EXERCISE 1
Sum up the fibromyalgia passage in two sentences.
EXERCISE 2
Please echo the part of the fibromyalgia passage that opens with the words containing "Fallacy: Fibromyalgia is caused" and closes with "exaggerate their pain.".

PASSAGE PROVIDED
# # # # #

Sola / Alone -> for people with fibromyalgia (FM)

Fibromyalgia Syndrome (FMS)

Facts & Fallacies

Fallacy: Fibromyalgia is a new disease, a "fad" disease of the ’90′s.

Fact: Symptoms similar to Fibromyalgia were described in the 1700′s. It was called fibrositis in 1904 and renamed Fibromyalgia in the 1980′s. In the past, physicians misunderstood FMS, viewing it as a psychological disorder involving unusual susceptibility to stress. They believed that patient complaints about their symptoms had no physical basis. Now that research on FMS has established a clear pattern of symptoms and biochemical abnormalties, attitudes are beginning to change.

Fallacy: Fibromyalgia is a "wastebasket" diagnosis.

Fact:Some physicians view FMS as the diagnosis when no other cause for the patient’s symptoms can be found. That approach is no longer valid. In 1990, The American College of Rheumatology and 20 specialist centers accross the U.S. & Canada participated in a research study which scientifically established diagnostic criteria that allow the diagnosis of FMS to be made with more confidence. The criteria are based on details from patients’ medical histories and physical examinations. Some physicians are still not fully familiar with these criteria.

Fallacy: Fibromyalgia is caused by deconditoning – muscles becoming weak & limp as a result of inactivity.

Fact: This misconception has added to the painful burden of those suffering from FMS. This blaming of the victim is singularly unhelpful to the patient’s state of mind & is also medically inaccurate – most fibromyalgia sufferers were highly active people, overachievers, in fact when the condition struck.

Fallacy:People with Fibromyalgia tend to overreact to their symptoms or exaggerate their pain.

# # # # #

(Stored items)
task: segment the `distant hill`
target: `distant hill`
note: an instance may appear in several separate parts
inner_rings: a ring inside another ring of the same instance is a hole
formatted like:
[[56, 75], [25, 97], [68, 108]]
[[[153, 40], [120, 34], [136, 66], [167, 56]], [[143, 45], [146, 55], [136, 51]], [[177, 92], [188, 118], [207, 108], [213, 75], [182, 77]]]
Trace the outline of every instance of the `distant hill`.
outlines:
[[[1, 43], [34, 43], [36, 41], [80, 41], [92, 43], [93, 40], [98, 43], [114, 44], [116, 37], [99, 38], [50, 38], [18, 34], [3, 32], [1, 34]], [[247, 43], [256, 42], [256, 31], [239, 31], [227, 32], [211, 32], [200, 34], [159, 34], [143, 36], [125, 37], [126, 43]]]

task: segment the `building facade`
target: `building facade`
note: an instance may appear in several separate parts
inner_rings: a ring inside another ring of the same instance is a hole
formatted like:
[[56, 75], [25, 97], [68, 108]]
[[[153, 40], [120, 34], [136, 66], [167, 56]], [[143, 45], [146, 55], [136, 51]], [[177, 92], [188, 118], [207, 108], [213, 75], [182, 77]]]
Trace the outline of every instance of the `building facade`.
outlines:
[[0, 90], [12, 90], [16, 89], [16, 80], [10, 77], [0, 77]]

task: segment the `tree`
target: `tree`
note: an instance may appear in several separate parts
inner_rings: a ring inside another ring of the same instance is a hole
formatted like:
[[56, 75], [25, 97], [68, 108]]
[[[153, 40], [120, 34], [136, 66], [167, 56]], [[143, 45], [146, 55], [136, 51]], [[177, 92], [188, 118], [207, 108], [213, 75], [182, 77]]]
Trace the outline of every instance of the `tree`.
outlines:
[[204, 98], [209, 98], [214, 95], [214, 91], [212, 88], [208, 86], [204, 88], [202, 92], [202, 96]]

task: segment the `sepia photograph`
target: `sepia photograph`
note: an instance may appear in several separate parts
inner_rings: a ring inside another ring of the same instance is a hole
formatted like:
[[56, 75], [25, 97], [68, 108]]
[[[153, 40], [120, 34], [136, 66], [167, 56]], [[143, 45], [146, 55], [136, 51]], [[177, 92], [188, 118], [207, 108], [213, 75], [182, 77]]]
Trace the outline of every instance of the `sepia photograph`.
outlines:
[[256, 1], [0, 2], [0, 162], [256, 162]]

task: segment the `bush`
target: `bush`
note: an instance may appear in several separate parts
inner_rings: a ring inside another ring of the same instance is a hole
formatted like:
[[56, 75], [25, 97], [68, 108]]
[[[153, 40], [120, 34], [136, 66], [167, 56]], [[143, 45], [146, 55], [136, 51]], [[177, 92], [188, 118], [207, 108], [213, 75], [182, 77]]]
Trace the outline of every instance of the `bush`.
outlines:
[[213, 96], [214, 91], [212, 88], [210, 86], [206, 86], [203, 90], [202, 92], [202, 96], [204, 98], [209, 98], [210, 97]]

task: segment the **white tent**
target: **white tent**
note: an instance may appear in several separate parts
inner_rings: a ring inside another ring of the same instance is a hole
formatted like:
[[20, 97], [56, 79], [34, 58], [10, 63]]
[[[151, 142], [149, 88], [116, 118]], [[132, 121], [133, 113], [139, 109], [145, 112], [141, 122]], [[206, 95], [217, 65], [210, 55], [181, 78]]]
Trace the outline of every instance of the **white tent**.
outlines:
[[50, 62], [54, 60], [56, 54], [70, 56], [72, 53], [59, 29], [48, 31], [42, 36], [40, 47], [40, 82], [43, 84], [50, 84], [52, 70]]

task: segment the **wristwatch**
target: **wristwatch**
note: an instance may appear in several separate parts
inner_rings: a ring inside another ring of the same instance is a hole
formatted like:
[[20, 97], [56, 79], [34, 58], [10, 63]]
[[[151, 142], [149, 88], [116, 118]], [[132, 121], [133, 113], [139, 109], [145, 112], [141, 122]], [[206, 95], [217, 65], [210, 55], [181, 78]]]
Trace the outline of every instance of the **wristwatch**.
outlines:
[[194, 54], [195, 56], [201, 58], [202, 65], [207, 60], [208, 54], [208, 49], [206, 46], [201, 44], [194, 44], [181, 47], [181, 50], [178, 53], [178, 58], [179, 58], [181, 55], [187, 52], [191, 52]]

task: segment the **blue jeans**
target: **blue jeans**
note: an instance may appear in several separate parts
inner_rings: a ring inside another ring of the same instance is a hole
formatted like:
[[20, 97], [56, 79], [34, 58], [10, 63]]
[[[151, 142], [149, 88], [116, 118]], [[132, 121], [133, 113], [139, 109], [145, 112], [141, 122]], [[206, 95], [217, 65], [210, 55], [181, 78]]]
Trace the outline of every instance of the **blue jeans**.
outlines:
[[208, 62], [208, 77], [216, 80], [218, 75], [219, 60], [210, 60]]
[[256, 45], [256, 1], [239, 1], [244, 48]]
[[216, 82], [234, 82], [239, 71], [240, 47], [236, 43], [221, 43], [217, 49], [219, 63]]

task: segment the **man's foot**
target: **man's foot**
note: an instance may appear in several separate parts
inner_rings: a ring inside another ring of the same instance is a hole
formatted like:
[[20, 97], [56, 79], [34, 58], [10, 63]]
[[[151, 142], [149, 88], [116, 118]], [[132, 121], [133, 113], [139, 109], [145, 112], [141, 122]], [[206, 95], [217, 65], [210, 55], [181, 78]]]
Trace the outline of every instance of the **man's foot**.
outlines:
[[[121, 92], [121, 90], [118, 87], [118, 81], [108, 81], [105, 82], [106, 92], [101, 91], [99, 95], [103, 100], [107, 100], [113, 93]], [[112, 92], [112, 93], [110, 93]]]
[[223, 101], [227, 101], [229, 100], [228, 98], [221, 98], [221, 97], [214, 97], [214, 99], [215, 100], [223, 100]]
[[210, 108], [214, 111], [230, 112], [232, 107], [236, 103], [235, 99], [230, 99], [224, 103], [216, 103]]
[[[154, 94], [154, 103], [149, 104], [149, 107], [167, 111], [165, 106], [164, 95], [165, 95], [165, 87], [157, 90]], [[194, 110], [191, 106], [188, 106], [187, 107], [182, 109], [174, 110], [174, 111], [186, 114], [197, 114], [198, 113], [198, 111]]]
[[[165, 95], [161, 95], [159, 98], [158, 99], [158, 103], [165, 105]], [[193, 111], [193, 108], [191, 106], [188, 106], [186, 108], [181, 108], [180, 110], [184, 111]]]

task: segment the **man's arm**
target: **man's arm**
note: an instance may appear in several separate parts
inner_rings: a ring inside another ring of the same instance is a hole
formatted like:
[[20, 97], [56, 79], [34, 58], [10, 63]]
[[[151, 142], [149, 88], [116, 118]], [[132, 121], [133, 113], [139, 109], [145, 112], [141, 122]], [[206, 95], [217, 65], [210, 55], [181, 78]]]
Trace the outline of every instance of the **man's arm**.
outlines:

# # # # #

RESPONSE BOX 1
Symptoms like those of fibromyalgia were described in the 1700s, and physicians who once saw it as a psychological disorder are changing their views now that research has shown a clear pattern of symptoms and biochemical abnormalities. Diagnostic criteria set in 1990 by the American College of Rheumatology and 20 specialist centers allow a more confident diagnosis than treating FMS as whatever remains when no other cause is found, and blaming it on deconditioning is medically inaccurate because most sufferers were highly active when it struck.

RESPONSE BOX 2
Fallacy: Fibromyalgia is caused by deconditoning – muscles becoming weak & limp as a result of inactivity.

Fact: This misconception has added to the painful burden of those suffering from FMS. This blaming of the victim is singularly unhelpful to the patient’s state of mind & is also medically inaccurate – most fibromyalgia sufferers were highly active people, overachievers, in fact when the condition struck.

Fallacy:People with Fibromyalgia tend to overreact to their symptoms or exaggerate their pain.